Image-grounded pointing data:
-- Opening Marker --

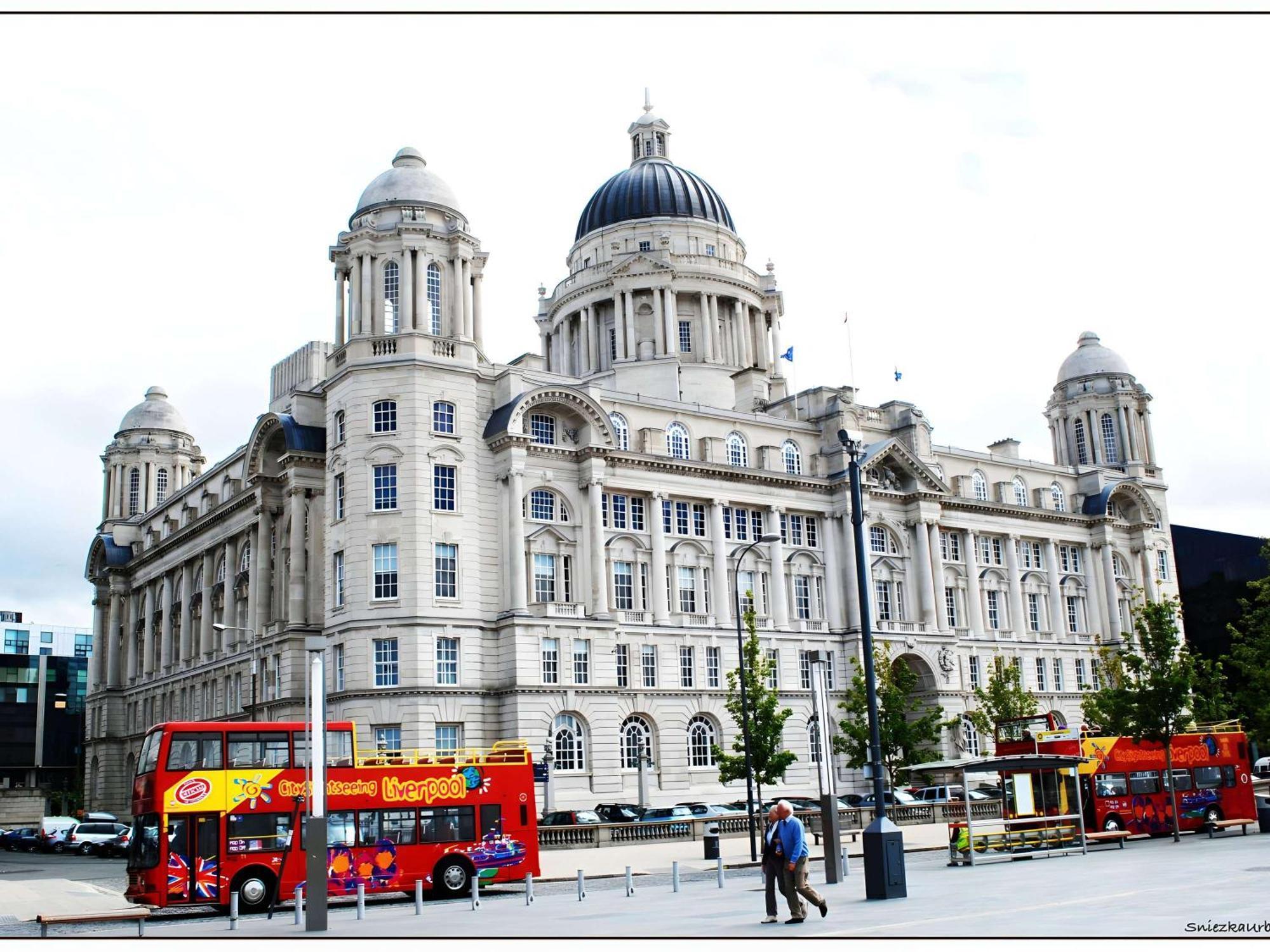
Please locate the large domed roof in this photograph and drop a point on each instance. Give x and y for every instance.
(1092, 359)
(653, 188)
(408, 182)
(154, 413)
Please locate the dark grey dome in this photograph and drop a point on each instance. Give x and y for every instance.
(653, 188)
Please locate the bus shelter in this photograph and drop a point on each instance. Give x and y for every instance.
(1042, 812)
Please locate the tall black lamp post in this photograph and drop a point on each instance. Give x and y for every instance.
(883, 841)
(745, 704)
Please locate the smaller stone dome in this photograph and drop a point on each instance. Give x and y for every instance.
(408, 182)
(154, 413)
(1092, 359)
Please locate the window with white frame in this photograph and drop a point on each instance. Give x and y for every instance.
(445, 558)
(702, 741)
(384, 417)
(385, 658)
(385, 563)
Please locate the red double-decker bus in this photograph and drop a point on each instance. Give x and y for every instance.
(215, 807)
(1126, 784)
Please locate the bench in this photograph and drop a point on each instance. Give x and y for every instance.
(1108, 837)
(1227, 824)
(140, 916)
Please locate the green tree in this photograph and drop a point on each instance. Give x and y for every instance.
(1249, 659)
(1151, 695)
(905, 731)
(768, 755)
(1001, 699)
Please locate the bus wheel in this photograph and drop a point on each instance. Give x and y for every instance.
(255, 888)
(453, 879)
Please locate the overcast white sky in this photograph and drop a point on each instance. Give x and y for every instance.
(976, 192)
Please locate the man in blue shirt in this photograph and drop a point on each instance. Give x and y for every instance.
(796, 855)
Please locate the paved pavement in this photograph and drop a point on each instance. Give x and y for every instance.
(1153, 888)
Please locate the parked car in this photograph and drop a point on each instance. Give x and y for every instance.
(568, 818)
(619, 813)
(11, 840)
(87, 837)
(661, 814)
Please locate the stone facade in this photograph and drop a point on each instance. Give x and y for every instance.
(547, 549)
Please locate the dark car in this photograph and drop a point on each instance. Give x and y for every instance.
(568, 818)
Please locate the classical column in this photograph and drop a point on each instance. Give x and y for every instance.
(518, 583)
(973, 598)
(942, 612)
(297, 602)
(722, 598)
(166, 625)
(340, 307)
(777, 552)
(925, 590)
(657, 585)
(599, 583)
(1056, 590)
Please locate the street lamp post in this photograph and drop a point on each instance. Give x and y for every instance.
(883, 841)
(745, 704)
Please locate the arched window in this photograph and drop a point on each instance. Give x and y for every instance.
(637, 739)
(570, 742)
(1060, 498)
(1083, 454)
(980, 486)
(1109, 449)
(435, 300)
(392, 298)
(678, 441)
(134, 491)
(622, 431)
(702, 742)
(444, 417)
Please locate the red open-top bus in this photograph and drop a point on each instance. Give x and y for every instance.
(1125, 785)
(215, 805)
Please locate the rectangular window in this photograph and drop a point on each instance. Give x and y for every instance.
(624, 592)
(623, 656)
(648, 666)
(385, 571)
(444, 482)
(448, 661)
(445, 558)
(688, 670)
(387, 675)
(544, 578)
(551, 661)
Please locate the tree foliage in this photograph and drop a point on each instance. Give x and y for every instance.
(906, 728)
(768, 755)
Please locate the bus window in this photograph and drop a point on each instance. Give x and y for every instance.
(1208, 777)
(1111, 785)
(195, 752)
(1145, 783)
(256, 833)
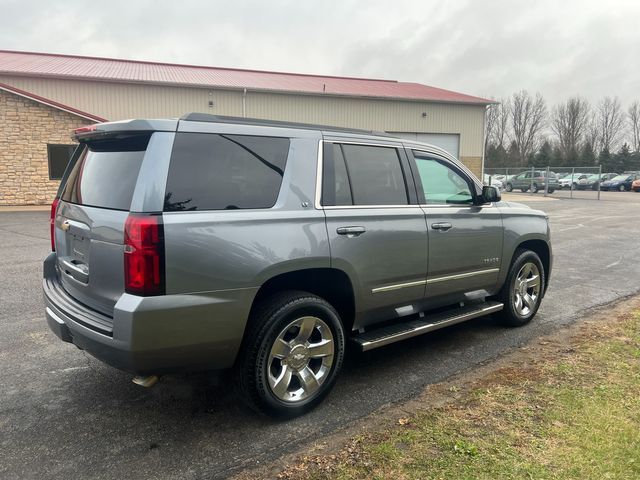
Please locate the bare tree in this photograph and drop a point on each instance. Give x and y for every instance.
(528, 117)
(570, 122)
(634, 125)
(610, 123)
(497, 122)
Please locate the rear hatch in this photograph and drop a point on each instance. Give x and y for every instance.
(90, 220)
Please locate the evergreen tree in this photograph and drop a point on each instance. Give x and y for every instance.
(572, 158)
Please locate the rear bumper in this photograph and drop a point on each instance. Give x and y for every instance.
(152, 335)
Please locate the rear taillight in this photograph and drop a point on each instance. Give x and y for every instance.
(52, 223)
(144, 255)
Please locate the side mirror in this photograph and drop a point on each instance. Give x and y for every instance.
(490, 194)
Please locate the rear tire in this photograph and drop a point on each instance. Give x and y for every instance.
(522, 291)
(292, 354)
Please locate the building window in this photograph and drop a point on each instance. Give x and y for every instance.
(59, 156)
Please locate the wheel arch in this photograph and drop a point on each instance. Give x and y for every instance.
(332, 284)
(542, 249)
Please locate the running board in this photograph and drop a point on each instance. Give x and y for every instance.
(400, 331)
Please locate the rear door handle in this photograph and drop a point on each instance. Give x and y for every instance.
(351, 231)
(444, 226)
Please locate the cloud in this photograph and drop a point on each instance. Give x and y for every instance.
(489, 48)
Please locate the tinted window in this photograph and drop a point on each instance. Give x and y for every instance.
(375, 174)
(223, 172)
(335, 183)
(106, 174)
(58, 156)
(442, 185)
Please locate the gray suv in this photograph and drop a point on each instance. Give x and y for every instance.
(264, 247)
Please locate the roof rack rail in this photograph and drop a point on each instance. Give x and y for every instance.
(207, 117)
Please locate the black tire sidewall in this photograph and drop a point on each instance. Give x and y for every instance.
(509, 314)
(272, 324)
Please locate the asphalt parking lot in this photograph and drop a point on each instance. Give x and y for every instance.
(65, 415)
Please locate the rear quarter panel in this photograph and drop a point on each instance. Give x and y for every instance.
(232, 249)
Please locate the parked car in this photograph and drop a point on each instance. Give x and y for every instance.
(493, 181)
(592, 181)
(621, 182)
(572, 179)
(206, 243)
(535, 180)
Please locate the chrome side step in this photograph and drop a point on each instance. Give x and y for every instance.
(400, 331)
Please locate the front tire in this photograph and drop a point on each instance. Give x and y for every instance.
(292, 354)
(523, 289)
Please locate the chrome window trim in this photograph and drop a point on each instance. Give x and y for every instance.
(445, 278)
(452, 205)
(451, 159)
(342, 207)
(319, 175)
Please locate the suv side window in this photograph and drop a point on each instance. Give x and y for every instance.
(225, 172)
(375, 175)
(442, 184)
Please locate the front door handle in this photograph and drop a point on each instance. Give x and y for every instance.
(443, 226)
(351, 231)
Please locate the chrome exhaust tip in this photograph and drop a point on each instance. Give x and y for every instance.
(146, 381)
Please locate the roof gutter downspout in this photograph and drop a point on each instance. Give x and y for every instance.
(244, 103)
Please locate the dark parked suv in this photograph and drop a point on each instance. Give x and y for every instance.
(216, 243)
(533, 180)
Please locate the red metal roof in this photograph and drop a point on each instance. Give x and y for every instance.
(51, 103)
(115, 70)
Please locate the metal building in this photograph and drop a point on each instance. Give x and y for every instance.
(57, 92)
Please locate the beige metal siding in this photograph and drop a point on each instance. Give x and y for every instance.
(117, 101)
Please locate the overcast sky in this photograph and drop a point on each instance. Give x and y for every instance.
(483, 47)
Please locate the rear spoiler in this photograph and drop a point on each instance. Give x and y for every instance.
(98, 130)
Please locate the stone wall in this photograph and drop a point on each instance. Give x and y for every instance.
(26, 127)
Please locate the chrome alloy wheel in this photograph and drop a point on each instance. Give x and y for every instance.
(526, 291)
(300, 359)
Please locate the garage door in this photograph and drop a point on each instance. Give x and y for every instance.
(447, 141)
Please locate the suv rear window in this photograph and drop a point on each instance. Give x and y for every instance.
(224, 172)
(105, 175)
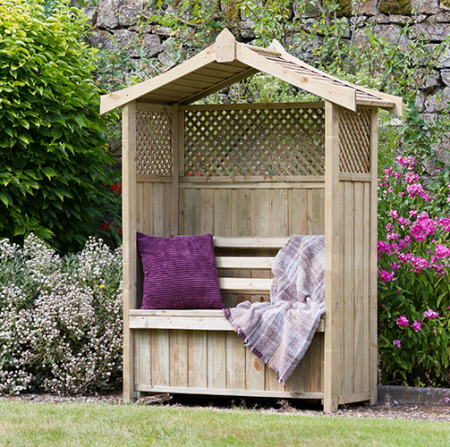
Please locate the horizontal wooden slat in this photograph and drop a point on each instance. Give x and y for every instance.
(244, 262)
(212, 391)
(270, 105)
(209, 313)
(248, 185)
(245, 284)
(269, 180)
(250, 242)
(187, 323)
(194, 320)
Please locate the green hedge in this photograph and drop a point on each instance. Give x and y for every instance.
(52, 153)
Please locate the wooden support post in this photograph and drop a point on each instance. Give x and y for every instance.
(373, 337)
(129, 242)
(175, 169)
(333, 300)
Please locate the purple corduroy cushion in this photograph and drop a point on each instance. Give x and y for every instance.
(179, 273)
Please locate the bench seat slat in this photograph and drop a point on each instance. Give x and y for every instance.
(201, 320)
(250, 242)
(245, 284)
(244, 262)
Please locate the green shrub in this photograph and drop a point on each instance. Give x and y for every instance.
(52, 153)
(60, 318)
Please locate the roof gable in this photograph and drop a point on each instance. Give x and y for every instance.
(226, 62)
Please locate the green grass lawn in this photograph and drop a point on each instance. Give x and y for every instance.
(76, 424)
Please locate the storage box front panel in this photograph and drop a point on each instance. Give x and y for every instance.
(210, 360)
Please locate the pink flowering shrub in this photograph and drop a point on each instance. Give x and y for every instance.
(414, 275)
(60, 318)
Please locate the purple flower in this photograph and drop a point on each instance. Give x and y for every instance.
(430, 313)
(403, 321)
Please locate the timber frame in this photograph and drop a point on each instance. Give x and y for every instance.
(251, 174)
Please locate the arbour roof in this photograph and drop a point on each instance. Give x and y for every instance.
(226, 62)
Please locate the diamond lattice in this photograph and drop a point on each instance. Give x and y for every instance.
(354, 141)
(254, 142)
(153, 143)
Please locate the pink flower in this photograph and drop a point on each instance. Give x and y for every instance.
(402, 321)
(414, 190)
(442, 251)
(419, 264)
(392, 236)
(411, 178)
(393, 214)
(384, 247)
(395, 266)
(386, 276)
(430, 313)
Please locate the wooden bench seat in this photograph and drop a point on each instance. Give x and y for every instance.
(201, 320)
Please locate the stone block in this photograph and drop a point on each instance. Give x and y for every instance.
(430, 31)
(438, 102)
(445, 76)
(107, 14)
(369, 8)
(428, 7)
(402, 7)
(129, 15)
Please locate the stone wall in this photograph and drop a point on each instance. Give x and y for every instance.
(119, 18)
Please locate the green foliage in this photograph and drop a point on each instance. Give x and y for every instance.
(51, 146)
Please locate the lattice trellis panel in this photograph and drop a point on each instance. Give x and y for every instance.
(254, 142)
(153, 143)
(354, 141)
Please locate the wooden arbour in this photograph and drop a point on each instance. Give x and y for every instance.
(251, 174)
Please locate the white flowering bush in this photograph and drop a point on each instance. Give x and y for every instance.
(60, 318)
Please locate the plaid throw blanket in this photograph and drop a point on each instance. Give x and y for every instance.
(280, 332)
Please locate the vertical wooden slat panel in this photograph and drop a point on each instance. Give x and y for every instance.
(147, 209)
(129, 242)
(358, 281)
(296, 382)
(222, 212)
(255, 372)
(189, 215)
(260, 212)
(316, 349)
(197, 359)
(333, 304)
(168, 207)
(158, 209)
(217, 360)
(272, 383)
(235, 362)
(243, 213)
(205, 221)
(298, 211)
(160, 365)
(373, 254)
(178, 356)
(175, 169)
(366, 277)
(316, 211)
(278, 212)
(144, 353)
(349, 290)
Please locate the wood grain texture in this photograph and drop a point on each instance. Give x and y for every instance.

-- Closing Marker --

Work order:
With the line containing "Please locate the wooden bench" as the first and the last line above as the final one, copy those lines exactly and no others.

Solution to this problem:
Please locate the wooden bench seat in this photograph and drop a point on each instance. Give x and y for every instance.
(201, 320)
Please locate the stone block in this photograph and drop a point on each instance. Give x and y for every instance.
(430, 31)
(438, 102)
(445, 76)
(107, 14)
(369, 8)
(428, 7)
(402, 7)
(129, 15)
Please locate the stone wall in this photograph and drop a point on each instance. Give x and y for every instance.
(119, 18)
Please locate the green foliage in this photograph and drop a point on each instance. Give x and y for every instance.
(51, 146)
Please locate the lattice trellis panel in this photograph and drop a point on each instance. Give x and y for every instance.
(254, 142)
(153, 143)
(354, 141)
Please locate the wooden arbour in this photograph and drop a point on each instance. Give x and y for every instance.
(251, 174)
Please locate the white flowering bush in this photograph and drop a point on each instance. Give x and y for every instance.
(60, 318)
Please locate the plaid throw blanket in this photograph and drop a point on each instance. Give x and y for every instance.
(280, 332)
Please locate the vertical wooden slat panel in this photograph and drop a point on each instance. Give x and y for every instance.
(147, 209)
(129, 242)
(358, 281)
(296, 382)
(222, 212)
(255, 372)
(189, 215)
(260, 212)
(316, 349)
(197, 359)
(333, 304)
(168, 207)
(158, 209)
(217, 360)
(272, 383)
(235, 362)
(243, 213)
(205, 221)
(298, 211)
(160, 365)
(373, 254)
(178, 356)
(175, 169)
(366, 277)
(316, 211)
(278, 212)
(144, 353)
(349, 290)
Please locate the wood grain texture in this photograph and drop a point on each instance. Give x and y for every instance.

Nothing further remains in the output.